▶ **TASK DESCRIPTION**:
Each record must be printed exactly as given.

▶ **Data records**:
################
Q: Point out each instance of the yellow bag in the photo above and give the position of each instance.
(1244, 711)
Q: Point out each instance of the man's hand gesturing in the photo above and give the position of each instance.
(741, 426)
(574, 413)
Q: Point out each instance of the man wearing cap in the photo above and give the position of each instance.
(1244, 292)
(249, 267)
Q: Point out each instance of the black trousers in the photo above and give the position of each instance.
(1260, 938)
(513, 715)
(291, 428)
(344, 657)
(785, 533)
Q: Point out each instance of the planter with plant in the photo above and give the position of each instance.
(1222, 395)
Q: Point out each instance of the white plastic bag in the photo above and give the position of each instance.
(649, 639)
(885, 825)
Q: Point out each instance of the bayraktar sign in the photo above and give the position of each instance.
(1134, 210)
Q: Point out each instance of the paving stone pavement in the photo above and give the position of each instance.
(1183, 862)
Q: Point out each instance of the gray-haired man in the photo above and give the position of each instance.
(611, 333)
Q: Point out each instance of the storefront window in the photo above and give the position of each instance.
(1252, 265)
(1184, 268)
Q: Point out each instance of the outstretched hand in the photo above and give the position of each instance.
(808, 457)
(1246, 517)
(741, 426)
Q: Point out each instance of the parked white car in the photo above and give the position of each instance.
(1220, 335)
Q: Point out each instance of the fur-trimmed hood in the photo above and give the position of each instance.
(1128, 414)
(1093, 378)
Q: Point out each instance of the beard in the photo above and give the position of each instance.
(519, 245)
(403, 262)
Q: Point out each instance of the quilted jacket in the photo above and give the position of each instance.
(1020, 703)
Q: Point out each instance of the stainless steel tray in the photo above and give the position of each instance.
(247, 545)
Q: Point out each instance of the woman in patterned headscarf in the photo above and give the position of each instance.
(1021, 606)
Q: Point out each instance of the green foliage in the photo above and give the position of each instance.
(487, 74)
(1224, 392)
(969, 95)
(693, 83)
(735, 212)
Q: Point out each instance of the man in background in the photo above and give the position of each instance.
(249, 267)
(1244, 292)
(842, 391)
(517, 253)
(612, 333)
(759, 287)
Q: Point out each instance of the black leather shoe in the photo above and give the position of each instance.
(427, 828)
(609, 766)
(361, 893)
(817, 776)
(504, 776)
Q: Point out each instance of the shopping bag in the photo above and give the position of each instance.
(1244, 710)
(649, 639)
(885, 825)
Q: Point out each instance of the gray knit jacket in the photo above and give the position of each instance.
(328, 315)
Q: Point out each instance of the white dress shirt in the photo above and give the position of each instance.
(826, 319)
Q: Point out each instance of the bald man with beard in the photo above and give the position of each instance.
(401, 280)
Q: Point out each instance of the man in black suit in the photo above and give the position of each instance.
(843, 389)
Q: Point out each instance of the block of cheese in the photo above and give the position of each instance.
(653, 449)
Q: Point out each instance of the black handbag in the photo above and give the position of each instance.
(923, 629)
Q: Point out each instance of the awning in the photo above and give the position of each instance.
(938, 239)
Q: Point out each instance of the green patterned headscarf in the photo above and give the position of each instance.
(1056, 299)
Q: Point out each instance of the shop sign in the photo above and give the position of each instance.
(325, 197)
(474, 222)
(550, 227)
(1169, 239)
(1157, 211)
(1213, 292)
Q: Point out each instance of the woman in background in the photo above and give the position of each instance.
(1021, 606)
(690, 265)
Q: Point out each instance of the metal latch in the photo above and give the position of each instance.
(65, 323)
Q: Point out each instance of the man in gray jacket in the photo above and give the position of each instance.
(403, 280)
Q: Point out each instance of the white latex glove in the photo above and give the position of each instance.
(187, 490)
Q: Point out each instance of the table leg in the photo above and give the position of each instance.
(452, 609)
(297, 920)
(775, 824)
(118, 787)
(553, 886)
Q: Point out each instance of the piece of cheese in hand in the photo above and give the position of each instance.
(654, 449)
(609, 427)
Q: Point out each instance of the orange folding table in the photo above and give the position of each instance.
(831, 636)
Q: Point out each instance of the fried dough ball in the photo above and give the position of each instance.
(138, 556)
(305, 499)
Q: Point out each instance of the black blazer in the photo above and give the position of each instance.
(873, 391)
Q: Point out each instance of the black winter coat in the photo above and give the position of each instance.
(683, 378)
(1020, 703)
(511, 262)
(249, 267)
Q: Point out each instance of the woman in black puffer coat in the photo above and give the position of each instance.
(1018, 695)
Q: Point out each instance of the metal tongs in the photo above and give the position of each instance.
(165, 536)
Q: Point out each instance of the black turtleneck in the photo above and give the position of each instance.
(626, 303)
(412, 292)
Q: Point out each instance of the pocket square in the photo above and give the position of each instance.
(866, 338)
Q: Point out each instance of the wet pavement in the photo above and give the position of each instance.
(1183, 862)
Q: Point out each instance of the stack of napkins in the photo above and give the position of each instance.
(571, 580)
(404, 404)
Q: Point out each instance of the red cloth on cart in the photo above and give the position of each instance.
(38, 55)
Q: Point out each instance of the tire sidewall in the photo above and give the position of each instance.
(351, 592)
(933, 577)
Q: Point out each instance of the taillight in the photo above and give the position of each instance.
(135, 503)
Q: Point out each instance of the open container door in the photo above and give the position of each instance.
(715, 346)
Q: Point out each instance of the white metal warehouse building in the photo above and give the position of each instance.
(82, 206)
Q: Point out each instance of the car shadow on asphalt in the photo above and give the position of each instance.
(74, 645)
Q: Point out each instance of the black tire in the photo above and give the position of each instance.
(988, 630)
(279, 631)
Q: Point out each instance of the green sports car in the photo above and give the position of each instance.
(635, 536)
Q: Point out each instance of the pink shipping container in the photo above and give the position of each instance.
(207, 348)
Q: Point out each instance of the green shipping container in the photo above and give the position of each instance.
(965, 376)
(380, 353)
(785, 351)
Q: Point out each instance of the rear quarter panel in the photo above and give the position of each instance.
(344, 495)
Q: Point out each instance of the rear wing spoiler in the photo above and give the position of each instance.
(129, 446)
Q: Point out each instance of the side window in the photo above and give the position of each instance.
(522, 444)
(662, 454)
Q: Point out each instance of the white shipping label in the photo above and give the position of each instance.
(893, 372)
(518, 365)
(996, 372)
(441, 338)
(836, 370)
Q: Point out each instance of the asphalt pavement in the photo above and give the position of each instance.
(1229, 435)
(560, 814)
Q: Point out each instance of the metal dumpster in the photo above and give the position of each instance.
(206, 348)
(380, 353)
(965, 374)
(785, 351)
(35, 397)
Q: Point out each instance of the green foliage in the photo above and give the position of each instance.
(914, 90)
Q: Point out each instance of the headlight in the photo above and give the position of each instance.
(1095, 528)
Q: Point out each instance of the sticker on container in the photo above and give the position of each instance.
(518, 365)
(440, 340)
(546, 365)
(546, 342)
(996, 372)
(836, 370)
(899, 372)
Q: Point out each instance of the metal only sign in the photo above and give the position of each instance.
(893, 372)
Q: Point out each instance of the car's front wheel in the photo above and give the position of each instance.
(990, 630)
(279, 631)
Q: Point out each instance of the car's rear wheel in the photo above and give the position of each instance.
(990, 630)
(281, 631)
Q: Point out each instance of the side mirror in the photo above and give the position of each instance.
################
▶ **RESPONSE**:
Q: Point out each instance of the yellow bag in the photo above and give the position of each instance.
(1244, 711)
Q: Point out each instance of the man's hand gesturing in the photo above and give the position of each instance.
(741, 426)
(574, 413)
Q: Point out each instance of the man wearing cap in the photo above and give the position of each instance.
(1244, 292)
(249, 267)
Q: Point out each instance of the black trousers in the photo above and give the position of each instance.
(1260, 938)
(513, 715)
(291, 428)
(344, 657)
(785, 533)
Q: Point out each instance of the planter with plant in the photo above and give the position of each instance.
(1222, 395)
Q: Point out each instance of the white plastic bag in the photo above and give the position of each instance.
(649, 639)
(885, 825)
Q: Point out each instance of the bayraktar sign in the photo above and give the position of each instance.
(1134, 210)
Q: Point out each instance of the paving stone pavement in the photo above and give the position of each instance.
(1183, 862)
Q: Point out each instance of the gray-haired man in the photo above and give the position of each instance.
(611, 333)
Q: Point out each instance of the storefront window in the photo above and give the position of each instance.
(1252, 265)
(1184, 268)
Q: Point out each instance of the outstretched hand in the photo above and give the position of each instance.
(808, 457)
(1246, 517)
(741, 426)
Q: Point out each instance of the parked white car in the photo above and give the position of each instance.
(1220, 335)
Q: Point out each instance of the fur-trimmed hood in the photo above and give the position of each instance.
(1128, 414)
(1093, 378)
Q: Point out each instance of the beard in the photo above and give the position of each instance.
(519, 245)
(403, 262)
Q: Point out each instance of the quilted jacket in the photo above and give the position of each instance.
(1020, 703)
Q: Point out each instance of the stainless steel tray in the photo above and give the position of each instance.
(247, 545)
Q: Point out each instance of the woman in patterned headscarf in the photo above and give the position of each instance.
(1021, 606)
Q: Point out each instance of the green foliage in the photo above and give the position of each instance.
(487, 74)
(1224, 392)
(969, 95)
(693, 83)
(735, 212)
Q: Point out each instance of the man in background in the photo above and give the position of each instance.
(249, 267)
(1244, 292)
(842, 391)
(517, 253)
(612, 333)
(759, 287)
Q: Point out each instance of the black leather shoe in the photo above and give the position of each instance.
(427, 828)
(609, 766)
(361, 893)
(817, 776)
(504, 776)
Q: Point out each instance of the shopping bag in the photo above and give the position of each instance.
(1244, 710)
(649, 639)
(885, 825)
Q: Point out each instance of the gray knit jacket in the photo above and give the position of each instance.
(328, 315)
Q: Point out each instance of the white dress shirt in the photo above and give the position of each instance.
(826, 319)
Q: Point out each instance of the bald man with beard in the photo above and give the position of each instance.
(401, 280)
Q: Point out each instance of the man in black suit in the photo above and give the position of each instance.
(843, 389)
Q: Point out each instance of the block of cheese in the photo above and give the position of each instance.
(653, 449)
Q: Point out each instance of the black handbag in the photo above and give the position of each instance.
(923, 629)
Q: Point out each instance of the awning in the photo above and give the position of each instance.
(938, 239)
Q: Point out each instance of the green patterned headscarf in the photo above and give the position of each instance.
(1056, 299)
Q: Point out each instance of the shop sign in the photo above and give the position of each instance.
(325, 197)
(474, 222)
(550, 227)
(1169, 239)
(1157, 211)
(1213, 292)
Q: Point out each instance of the woman in background in the photo above and give the position of each instance.
(1021, 606)
(690, 265)
Q: Point out each instance of the metal latch in the photo above and give the position of each instance.
(65, 323)
Q: Point out each instance of the man in gray jacket in the photo above and give the position of each instance.
(403, 280)
Q: Point out each instance of the white latex glove in the photo above and give the position of each instance.
(187, 490)
Q: Point out each instance of the table leg in the photo above and give the position of each instance.
(452, 609)
(297, 920)
(775, 824)
(118, 787)
(553, 886)
Q: Point out each instance of the piece of cheese in hand in the photo above and give the position of each instance.
(654, 449)
(609, 427)
Q: Point out each instance of the orange folding table in the photo above and give the position of each instance.
(831, 636)
Q: Point out each instance of the fried dough ball in the photo above and give the position of each instance.
(138, 556)
(305, 499)
Q: Point out each instance of the black blazer in the photo above and give the position of each instance.
(873, 391)
Q: Point out each instance of the black winter coat in the photo above and give the position of each instance.
(683, 378)
(1020, 703)
(511, 262)
(249, 267)
Q: Point out each instance of the woman in black puffer coat in the photo above and give the position of each instance.
(1018, 695)
Q: Point out each instance of the metal tongs in the photo above and give the position of each instance.
(165, 536)
Q: Point out each instance of the black turtleneck in the photo above and give the position of each instance.
(626, 303)
(412, 292)
Q: Point out each instance of the pocket square in the photo above and give the position of each instance.
(866, 338)
Q: Point out each instance of the wet pavement in the photo above and give the position of each instance.
(1183, 862)
Q: Point out each instance of the stack of napkins in the photo above and give the position of each instance.
(571, 580)
(404, 404)
Q: Point out each instance of the red cloth on cart in the photo above and give the position of each instance.
(38, 55)
Q: Point out each instance of the tire sidewall in the photo above and give the position of each instance.
(351, 592)
(933, 577)
Q: Point out each instance of the taillight in the photo above and give the position of each instance.
(135, 503)
Q: Point out each instance of the open container door in the photo above and give the position of each instance.
(715, 346)
Q: Point out each instance of the white metal warehouse building in the photo above and give the position of each instance.
(82, 206)
Q: Point out each instance of the car shadow on asphalt in the photo above and give the position of each instance.
(74, 645)
Q: Point out each instance of the black tire in the photo above and give the position of each instance.
(988, 630)
(279, 631)
Q: Point out each instance of the green sports car in the photo above and give the position of each instance.
(635, 536)
Q: Point out each instance of the pink shipping container in the photo above and give the position of each instance.
(207, 348)
Q: Point out each instance of the green shipping container in the photo above and give the position of each instance.
(965, 376)
(380, 353)
(785, 351)
Q: Point out each instance of the rear quarter panel in the photo above and give the position of each instance.
(344, 495)
Q: Point out each instance of the rear wing spoiler in the photo above and give the position of each instance.
(129, 446)
Q: Point out each instance of the side window in the photo above and give the position of each instance.
(522, 444)
(662, 454)
Q: Point out each instance of the white shipping label in the photo above and give the position of each instance.
(893, 372)
(518, 365)
(996, 372)
(441, 338)
(836, 370)
Q: Point out each instance of the asphalt pavement in the photo above and give the position of each instance.
(1229, 435)
(560, 814)
Q: Point out each instance of the metal dumpster in the photo above and give the position of each instance.
(206, 348)
(380, 353)
(965, 374)
(785, 351)
(35, 397)
Q: Point out each instance of the green foliage in the photo above and give the position of each instance.
(914, 90)
Q: Point out each instance of the headlight in the photo above and give the position of each instance.
(1095, 528)
Q: Point out each instance of the sticker on container in the photo above and give the position of each instance.
(518, 365)
(440, 340)
(546, 365)
(546, 342)
(996, 372)
(836, 370)
(899, 372)
Q: Point out each instance of the metal only sign in the photo above and give the position of each instance.
(893, 372)
Q: Point out each instance of the car's front wheel in the photo above and give the position of each instance.
(990, 630)
(279, 631)
Q: Point out each instance of the car's rear wheel in the photo above and give the position of each instance.
(990, 630)
(281, 631)
Q: Point out each instance of the side mirror in the photo above and give the position of each instance.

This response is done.